■ TRY IT: Give back exactly the lines from the line that contains "Target: wooden table surface" to the last line of the listing below, inclusive, and no others.

■ DATA PROVIDED:
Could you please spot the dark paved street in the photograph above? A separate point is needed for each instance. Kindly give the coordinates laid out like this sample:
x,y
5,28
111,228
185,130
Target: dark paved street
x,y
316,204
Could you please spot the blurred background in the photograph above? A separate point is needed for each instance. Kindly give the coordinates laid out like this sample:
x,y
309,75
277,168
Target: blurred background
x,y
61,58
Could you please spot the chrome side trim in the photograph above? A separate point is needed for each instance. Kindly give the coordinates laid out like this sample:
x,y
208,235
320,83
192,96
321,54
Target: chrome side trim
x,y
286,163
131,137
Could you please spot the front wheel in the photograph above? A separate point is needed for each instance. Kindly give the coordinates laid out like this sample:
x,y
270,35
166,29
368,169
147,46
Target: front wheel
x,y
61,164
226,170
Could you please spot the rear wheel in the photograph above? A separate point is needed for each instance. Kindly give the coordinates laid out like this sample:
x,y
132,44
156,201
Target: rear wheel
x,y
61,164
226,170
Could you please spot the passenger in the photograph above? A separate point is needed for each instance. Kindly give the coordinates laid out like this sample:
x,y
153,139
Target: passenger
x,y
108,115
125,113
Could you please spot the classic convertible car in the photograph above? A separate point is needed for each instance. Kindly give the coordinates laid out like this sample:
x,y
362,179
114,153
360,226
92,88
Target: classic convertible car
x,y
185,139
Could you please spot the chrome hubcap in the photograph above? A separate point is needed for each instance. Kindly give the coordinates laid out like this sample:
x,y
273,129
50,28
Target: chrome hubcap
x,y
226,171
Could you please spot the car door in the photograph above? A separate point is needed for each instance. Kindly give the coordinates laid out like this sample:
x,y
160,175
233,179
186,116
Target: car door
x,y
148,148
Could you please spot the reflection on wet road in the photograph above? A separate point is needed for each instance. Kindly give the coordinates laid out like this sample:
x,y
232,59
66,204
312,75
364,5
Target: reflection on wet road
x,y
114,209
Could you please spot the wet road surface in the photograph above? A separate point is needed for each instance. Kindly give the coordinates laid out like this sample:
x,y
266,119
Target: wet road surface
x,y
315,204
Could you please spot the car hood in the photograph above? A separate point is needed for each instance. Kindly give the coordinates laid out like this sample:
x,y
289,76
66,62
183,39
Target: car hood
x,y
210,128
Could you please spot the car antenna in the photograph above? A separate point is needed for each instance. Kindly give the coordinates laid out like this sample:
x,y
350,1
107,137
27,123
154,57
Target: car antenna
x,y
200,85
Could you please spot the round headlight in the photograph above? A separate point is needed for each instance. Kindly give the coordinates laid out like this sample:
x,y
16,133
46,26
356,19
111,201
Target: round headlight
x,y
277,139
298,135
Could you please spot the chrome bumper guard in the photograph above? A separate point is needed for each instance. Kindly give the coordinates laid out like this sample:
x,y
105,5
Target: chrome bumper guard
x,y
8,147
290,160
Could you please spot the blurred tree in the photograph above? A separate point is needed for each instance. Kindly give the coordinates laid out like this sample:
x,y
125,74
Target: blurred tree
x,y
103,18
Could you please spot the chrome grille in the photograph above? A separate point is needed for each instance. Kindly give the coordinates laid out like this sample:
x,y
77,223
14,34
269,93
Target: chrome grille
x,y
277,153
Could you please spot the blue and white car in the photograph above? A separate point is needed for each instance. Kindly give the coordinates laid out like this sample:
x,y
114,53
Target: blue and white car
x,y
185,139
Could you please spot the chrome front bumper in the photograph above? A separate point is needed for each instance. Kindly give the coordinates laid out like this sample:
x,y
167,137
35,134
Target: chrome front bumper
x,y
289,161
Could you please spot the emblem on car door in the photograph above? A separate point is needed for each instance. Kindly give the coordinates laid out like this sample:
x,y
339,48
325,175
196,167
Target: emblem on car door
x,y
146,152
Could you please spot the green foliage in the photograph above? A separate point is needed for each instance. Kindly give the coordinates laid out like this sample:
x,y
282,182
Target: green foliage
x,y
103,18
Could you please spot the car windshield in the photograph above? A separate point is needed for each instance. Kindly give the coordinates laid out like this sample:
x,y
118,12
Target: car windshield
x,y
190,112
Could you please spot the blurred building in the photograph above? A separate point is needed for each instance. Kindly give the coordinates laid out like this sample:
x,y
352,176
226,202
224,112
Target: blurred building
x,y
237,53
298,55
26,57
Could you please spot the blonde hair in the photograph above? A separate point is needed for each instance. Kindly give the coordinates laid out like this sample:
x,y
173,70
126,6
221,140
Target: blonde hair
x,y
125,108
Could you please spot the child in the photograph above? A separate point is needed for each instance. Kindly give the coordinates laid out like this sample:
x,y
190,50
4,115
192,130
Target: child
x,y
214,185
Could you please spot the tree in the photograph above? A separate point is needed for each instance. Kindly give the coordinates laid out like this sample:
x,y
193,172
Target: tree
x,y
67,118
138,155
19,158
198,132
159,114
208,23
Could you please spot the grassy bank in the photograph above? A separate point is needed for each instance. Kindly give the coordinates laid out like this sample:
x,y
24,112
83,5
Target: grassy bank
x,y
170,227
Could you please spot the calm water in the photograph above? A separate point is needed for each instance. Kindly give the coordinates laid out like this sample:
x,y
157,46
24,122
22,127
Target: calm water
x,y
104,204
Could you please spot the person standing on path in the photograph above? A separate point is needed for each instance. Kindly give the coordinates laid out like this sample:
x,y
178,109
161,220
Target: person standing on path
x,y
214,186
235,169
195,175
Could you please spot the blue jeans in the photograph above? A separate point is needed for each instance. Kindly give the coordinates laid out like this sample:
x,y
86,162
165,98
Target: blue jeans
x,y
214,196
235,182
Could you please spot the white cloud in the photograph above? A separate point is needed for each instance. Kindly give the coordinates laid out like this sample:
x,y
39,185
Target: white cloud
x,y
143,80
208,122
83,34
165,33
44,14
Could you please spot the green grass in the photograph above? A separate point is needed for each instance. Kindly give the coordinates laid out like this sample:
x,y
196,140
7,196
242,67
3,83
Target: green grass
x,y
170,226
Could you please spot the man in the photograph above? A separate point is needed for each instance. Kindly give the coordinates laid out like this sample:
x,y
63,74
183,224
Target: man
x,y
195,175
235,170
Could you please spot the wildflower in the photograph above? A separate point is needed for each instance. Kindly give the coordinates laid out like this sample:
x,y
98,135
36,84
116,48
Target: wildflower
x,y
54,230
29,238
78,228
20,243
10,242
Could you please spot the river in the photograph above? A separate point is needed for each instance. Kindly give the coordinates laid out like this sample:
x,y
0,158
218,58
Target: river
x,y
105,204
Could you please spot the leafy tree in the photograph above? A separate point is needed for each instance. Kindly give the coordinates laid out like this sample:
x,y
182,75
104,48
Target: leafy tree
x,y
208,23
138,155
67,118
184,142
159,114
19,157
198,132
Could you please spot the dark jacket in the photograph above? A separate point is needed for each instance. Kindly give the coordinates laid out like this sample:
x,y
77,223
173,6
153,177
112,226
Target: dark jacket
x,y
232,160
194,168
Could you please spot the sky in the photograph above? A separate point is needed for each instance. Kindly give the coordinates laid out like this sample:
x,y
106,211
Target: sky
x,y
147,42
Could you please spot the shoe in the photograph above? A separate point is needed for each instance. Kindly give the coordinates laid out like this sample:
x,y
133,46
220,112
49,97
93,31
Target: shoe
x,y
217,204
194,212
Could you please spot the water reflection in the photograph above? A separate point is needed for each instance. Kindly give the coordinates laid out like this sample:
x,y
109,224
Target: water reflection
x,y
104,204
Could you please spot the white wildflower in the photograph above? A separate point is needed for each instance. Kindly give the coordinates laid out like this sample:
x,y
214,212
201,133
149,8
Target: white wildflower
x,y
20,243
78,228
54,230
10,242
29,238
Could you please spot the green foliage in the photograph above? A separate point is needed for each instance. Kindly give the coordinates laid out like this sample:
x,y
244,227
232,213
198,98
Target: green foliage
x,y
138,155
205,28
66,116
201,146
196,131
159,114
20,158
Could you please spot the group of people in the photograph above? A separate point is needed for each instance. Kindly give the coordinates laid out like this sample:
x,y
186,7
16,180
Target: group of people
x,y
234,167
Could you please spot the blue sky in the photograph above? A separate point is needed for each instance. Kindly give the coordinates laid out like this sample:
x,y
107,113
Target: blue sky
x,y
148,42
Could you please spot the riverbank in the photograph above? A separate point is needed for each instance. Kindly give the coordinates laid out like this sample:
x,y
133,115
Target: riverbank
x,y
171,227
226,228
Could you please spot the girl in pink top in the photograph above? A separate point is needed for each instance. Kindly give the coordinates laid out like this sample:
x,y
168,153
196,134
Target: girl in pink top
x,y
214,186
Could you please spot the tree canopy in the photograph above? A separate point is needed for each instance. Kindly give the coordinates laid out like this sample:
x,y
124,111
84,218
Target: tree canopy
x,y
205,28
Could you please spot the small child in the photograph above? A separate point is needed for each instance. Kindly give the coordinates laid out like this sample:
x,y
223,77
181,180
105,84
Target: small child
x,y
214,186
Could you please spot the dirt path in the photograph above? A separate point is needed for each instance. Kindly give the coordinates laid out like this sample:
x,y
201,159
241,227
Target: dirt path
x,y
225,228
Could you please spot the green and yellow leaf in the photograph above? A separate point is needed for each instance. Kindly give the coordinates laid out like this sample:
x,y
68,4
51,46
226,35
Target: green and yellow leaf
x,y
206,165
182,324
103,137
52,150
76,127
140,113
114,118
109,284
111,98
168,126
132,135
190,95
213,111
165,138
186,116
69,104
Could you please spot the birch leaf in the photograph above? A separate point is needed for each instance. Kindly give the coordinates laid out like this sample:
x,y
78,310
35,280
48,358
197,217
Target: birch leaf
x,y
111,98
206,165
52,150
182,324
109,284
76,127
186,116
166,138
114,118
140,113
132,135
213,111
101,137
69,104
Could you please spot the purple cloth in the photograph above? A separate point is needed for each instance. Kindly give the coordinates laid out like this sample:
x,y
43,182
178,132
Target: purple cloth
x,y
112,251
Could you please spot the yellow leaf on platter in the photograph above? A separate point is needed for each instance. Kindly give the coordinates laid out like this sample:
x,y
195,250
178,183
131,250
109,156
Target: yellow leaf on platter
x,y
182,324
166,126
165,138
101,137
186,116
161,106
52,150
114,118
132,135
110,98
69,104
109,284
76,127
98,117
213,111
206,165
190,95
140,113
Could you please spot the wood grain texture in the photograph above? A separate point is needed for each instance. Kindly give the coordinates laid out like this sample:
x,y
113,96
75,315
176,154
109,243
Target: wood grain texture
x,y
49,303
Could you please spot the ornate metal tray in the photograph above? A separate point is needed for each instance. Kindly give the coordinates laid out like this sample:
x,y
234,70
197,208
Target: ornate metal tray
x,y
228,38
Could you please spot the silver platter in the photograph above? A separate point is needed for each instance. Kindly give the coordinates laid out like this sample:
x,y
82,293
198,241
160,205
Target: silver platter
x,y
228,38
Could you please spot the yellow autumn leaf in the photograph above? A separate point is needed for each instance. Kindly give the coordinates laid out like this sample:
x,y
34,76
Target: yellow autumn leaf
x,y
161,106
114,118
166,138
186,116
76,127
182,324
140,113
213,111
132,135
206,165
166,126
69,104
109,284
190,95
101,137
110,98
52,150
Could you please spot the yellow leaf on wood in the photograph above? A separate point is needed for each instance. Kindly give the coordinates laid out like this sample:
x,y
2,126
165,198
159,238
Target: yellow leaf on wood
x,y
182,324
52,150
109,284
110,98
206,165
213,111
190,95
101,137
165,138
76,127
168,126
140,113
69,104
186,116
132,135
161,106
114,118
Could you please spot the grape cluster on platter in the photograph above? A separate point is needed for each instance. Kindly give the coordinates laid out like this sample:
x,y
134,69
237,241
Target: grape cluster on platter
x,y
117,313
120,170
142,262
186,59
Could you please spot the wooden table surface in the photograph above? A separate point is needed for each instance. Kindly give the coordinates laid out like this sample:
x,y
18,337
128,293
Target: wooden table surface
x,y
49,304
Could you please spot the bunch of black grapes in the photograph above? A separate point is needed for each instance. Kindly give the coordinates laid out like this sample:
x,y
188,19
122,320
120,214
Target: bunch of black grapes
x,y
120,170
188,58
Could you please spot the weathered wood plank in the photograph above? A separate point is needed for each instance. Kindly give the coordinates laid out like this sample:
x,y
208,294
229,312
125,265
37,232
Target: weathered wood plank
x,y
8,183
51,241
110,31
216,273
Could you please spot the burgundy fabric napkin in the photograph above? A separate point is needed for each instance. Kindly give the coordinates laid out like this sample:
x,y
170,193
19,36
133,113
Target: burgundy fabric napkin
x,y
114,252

■ REPLY TO THE EXERCISE:
Target: wooden table surface
x,y
49,304
Could you please spot the bunch of black grapes in the photograph above? A separate point is needed for each instance. Kindly give the coordinates laid out like this sample:
x,y
188,19
122,320
120,214
Target: bunch of black grapes
x,y
120,170
188,58
Could you please spot the weathered wood plank in the photograph above? A separate point is needed for each instance. Kindly give the coordinates laid out like this sample:
x,y
208,294
229,312
125,265
37,232
Target: weathered wood plank
x,y
8,183
51,241
110,31
216,273
Could you please spot the burgundy fabric napkin in the photograph above? A separate point is needed for each instance. Kindly give the coordinates laid out like this sample:
x,y
170,193
19,36
133,113
Target: burgundy fabric napkin
x,y
114,252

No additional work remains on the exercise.